(Coordinate annotation rows)

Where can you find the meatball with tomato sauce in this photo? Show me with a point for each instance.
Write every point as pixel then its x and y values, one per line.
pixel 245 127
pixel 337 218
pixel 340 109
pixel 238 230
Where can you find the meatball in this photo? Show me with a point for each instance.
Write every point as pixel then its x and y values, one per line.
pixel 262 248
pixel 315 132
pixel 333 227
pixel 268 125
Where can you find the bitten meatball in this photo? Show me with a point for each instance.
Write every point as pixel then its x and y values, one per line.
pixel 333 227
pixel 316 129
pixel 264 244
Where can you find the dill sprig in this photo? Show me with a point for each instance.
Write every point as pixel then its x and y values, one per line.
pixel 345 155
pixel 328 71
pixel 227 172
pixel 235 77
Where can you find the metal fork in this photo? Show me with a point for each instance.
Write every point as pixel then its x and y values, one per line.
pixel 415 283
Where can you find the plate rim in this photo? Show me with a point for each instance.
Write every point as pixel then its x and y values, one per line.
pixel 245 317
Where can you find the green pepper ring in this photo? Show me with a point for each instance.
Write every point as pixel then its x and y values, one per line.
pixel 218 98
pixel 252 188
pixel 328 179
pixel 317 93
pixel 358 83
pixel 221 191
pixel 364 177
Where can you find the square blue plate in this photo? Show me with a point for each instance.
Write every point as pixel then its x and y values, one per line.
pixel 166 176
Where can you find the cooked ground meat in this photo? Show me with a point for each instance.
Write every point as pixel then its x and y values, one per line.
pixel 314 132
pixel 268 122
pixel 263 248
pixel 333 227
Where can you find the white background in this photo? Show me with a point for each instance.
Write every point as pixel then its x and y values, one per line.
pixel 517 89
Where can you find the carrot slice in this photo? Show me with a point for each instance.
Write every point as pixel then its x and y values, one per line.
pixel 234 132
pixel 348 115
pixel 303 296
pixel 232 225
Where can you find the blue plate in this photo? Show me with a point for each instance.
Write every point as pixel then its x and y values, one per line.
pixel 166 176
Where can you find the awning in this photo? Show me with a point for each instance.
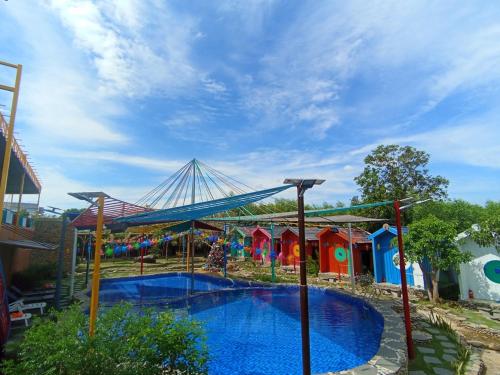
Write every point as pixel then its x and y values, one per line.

-- STATED EXERCISE --
Return every line word for word, starting at the beginning of the rows and going on through the line with "pixel 264 244", with both ends included.

-- ANSWER TO THE PROBLEM --
Where can you find the meatball with tomato sauce in this photo? Show me with a point for each instance.
Write every point as pixel then its x and y values, one per line.
pixel 245 127
pixel 337 218
pixel 340 109
pixel 238 230
Where can you find the meatball in this photo? Show me with a point for each instance.
Write every point as pixel then its x and y values, one per line.
pixel 262 248
pixel 315 132
pixel 333 227
pixel 268 125
Where can you find the bitten meatball in this photo? Show me with a point for each instance.
Write every point as pixel then its x and y values, one per line.
pixel 333 227
pixel 316 129
pixel 264 244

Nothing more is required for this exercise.